Task directions:
Find every line in the items below that contains the word "aboriginal" and copy each of those lines. Case counts.

Working data:
********************
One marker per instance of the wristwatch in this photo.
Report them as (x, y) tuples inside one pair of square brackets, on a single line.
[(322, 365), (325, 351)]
********************
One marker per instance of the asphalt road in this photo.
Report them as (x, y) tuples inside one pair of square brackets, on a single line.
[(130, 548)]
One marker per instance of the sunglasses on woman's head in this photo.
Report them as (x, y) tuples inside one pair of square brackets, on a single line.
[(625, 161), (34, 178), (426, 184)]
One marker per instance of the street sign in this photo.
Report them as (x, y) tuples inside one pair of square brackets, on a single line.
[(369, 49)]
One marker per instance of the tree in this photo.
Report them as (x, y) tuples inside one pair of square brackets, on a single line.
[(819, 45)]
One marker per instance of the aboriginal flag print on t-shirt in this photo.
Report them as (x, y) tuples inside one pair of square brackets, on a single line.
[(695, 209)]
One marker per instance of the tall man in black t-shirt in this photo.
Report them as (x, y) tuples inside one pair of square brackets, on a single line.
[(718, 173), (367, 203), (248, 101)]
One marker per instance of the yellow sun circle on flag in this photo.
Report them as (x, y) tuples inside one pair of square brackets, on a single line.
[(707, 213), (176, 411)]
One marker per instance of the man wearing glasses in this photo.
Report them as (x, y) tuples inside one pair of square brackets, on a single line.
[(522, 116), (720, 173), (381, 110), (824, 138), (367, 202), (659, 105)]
********************
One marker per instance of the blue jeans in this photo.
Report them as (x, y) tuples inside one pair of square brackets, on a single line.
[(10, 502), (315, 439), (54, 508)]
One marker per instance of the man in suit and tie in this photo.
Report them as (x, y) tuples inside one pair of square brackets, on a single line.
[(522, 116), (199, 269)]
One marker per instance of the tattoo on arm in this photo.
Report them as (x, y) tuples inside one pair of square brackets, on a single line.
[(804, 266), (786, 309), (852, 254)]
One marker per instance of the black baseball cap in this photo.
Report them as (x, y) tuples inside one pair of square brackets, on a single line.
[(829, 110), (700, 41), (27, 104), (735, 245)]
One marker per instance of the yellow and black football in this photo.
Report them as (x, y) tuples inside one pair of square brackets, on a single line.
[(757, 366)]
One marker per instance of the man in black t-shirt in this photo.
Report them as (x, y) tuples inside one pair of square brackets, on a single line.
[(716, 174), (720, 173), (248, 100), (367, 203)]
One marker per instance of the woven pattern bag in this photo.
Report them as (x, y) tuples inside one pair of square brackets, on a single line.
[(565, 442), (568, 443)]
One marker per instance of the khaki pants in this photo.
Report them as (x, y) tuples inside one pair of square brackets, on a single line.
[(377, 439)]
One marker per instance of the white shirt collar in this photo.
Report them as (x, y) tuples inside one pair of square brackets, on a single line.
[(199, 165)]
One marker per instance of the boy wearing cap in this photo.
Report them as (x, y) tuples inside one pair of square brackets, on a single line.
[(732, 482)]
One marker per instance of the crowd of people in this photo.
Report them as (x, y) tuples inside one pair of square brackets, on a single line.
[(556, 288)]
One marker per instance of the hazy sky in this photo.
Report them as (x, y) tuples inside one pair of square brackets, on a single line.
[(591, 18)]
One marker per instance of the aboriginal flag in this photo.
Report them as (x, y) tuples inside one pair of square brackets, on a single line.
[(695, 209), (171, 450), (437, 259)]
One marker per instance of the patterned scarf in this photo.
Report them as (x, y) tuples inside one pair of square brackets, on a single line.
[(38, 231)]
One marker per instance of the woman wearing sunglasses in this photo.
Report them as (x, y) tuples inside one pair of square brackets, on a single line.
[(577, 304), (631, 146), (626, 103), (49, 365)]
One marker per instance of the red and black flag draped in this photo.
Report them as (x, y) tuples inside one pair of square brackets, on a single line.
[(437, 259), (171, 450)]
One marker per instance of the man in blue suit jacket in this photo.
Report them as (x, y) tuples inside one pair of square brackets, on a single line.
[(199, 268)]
********************
The completed task:
One marker per instance of the aboriginal flag print on t-shirt in this photo.
One marker per instance of the aboriginal flag in this photo.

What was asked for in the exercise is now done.